Texto selecionado.
= = = = =
O impacto da encenação no primeiro ato se intensifica com o modo como a narrativa se define como um filme de golpe. As ações se assemelham à execução de um plano complexo como em “Onze Homens e Um Segredo“, algo que se evidencia na internação compulsória de Jennifer Peterson exibida através de uma montagem paralela com passagens em slow motion característica do subgênero. Já a construção estética busca estímulos conflitantes ao tipo de trama, por combinar outros gêneros (drama, mistério e comédia sarcástica), satirizar o alcance do poder de Marla para se apropriar de bens alheios (a empresa montada para “cuidar” dos idosos desamparados) e impregnar cenas com cores vibrantes, embora certos cenários sejam banhados por um tom azul frio e melancólico (a paleta de cores sugere sensações confortáveis que não encontram paralelo no desenvolvimento da história).
= = = = =
Registros fornecidos.
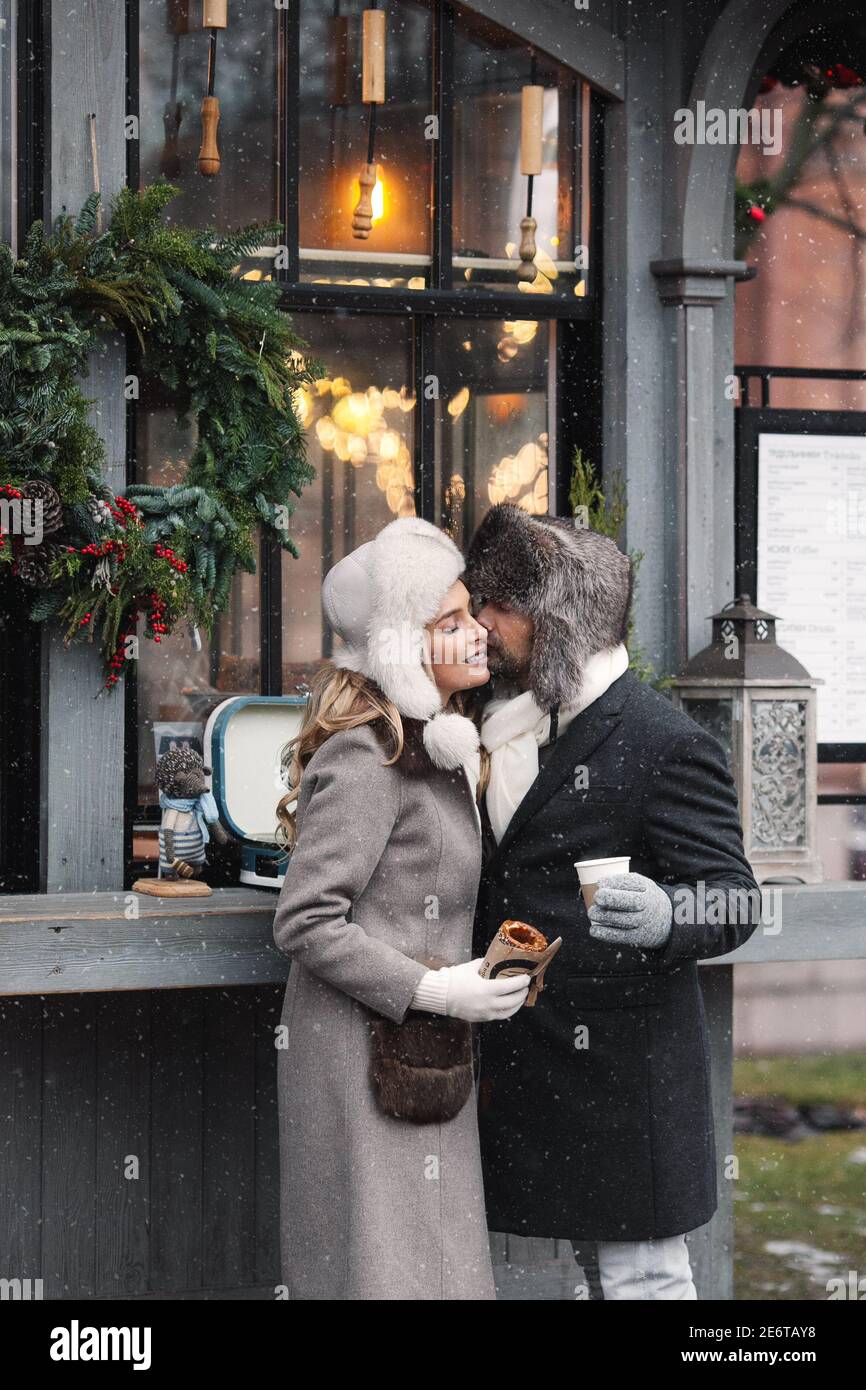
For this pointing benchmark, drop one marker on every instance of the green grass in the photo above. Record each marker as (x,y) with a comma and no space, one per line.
(784,1187)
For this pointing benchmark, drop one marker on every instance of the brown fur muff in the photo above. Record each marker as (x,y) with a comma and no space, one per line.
(421,1069)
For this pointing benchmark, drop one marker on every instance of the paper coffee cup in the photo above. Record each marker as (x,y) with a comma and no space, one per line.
(592,870)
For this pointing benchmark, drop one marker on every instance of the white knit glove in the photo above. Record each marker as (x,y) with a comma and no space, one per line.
(460,993)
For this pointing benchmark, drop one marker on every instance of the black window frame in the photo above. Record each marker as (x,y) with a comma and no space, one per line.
(577,338)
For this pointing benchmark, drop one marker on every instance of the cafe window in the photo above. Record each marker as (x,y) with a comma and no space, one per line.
(7,121)
(459,373)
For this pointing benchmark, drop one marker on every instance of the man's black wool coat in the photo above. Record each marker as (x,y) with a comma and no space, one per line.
(594,1107)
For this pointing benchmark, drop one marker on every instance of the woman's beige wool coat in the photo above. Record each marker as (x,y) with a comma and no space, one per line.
(384,873)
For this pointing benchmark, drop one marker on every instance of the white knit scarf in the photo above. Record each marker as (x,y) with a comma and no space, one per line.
(515,729)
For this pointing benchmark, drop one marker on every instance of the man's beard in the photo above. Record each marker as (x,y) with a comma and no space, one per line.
(502,663)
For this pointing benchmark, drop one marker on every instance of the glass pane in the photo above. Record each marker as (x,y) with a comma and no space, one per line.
(491,68)
(360,426)
(180,684)
(173,75)
(7,121)
(334,146)
(492,410)
(841,829)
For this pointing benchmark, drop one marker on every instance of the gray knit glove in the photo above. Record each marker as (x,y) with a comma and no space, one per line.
(630,909)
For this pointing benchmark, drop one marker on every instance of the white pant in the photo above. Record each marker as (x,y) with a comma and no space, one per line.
(642,1268)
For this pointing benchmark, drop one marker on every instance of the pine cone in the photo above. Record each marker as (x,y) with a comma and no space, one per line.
(99,510)
(52,506)
(35,563)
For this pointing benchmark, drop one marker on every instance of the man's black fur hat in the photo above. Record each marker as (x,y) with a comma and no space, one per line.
(574,584)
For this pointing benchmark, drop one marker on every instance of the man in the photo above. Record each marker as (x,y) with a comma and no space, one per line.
(595,1105)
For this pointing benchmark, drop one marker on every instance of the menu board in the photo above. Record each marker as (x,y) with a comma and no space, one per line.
(812,566)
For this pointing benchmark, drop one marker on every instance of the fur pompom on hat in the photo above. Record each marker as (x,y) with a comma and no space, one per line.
(574,584)
(378,599)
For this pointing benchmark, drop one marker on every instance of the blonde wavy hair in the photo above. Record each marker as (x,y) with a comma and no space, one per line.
(342,699)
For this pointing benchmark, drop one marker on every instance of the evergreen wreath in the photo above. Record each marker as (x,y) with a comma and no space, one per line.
(232,364)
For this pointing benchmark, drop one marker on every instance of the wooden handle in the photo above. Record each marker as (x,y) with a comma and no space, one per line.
(531,128)
(209,154)
(373,70)
(362,220)
(214,14)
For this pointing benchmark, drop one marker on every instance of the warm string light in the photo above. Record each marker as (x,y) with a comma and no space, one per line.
(362,427)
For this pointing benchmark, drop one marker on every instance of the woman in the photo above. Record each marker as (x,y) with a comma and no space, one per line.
(382,877)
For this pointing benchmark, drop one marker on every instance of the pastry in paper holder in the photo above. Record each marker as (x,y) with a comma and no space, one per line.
(517,948)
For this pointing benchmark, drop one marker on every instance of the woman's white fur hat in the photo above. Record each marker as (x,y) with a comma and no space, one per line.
(378,599)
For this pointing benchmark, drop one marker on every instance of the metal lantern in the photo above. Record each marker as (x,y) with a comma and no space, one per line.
(761,705)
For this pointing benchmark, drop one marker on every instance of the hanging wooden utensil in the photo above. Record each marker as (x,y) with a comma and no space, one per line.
(531,129)
(373,92)
(214,17)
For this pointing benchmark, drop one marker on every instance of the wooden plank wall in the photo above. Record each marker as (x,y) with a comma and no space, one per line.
(82,737)
(181,1083)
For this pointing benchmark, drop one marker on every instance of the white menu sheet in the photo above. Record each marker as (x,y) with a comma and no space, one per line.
(812,566)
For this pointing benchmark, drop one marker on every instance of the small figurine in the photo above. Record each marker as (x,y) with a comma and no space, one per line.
(188,806)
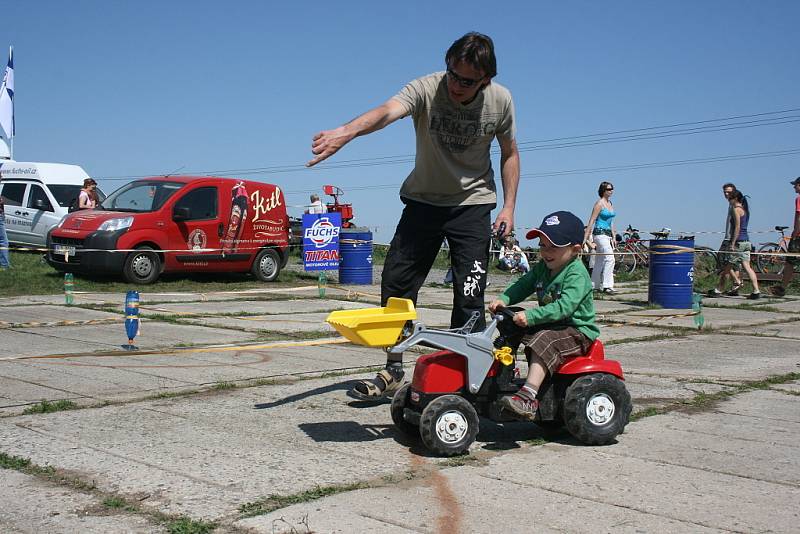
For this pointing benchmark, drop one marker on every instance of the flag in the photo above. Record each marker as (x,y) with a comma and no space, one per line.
(7,97)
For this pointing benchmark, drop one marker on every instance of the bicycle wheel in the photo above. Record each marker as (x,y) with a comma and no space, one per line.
(705,261)
(769,263)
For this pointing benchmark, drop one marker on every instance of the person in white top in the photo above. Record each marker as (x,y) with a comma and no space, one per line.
(316,205)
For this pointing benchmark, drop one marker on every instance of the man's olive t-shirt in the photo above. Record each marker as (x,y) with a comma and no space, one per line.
(453,166)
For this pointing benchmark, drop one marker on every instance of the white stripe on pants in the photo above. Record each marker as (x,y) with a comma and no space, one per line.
(603,272)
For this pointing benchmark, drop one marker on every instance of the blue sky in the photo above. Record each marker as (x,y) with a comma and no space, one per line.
(138,88)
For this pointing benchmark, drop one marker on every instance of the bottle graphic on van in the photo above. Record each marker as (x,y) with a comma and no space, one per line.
(230,242)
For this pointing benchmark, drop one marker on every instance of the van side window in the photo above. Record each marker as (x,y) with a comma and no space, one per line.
(38,194)
(202,203)
(13,194)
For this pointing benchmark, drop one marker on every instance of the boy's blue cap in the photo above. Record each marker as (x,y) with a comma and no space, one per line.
(562,228)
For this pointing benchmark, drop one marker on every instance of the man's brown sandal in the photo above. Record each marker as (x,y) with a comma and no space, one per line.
(383,385)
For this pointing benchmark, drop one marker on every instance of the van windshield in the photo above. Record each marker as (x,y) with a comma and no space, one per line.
(141,196)
(67,193)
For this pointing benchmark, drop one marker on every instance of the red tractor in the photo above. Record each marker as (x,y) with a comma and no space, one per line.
(472,371)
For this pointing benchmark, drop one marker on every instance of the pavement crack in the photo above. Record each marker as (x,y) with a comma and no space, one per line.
(394,523)
(151,465)
(615,505)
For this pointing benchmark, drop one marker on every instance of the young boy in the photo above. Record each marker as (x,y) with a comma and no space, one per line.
(563,324)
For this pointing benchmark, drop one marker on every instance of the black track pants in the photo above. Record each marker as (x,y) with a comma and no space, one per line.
(416,243)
= = = = =
Instrução A. Liste todos os gêneros que, segundo o texto selecionado, a construção estética combina na trama.
Instrução B. Dê seguimento à análise do filme de golpe apresentada no texto selecionado, começando logo após a última frase.

Resposta esperada A. drama; mistério; comédia sarcástica

Resposta esperada B.
Não cabe apenas à protagonista representar papéis públicos, pois outros personagens são apresentados ou se desenvolvem a partir de contrastes. A guardiã é introduzida através de um plano que lentamente revela seu rosto, conferindo a ela uma aura de mistério ameaçador que destoa de sua elegância e de seu discurso aparentemente protetor. Fran (Eiza González) possui diferentes imagens em relação a Marla, sendo ao mesmo tempo assistente, amante e cúmplice. Jennifer se mostra inicialmente uma senhora independente que se sustenta por si só dentro de um modo de vida comum e pacífico, porém demonstra ser uma pessoa hostil e ameaçadora quando confronta Marla. E Roman Lunyov (Peter Dinklage) contrasta suas atitudes violentas com seu gosto por doces, inclusive por ser apresentado numa loja escolhendo o que comer.

Com o avanço da narrativa, o filme de golpe se transforma numa história de crime urbano, também encenado de maneira particular. Quando os caminhos de Marla cruzam com os de Jennifer, ela se vê ameaçada por Roman e os dois se enfrentam como duas figuras dispostas a fazer qualquer coisa para atingir seus objetivos – na realidade, eles são vilões em um duelo crescente, que impossibilitam a empatia do público e impõem o desafio de acompanhar uma narrativa sem personagens pelos quais torcer. Assim, o diretor descreve sua concepção do sonho norte-americano sem mocinhos e mocinhas, pois em seus argumentos que nem acreditaria na meritocracia do trabalho pessoal não passaria de um vilão – nesse sentido, a representação crítica de instituições e figuras de autoridade reforça essa percepção, principalmente ao mostrar a corrupção de uma médica e de um diretor de asilo.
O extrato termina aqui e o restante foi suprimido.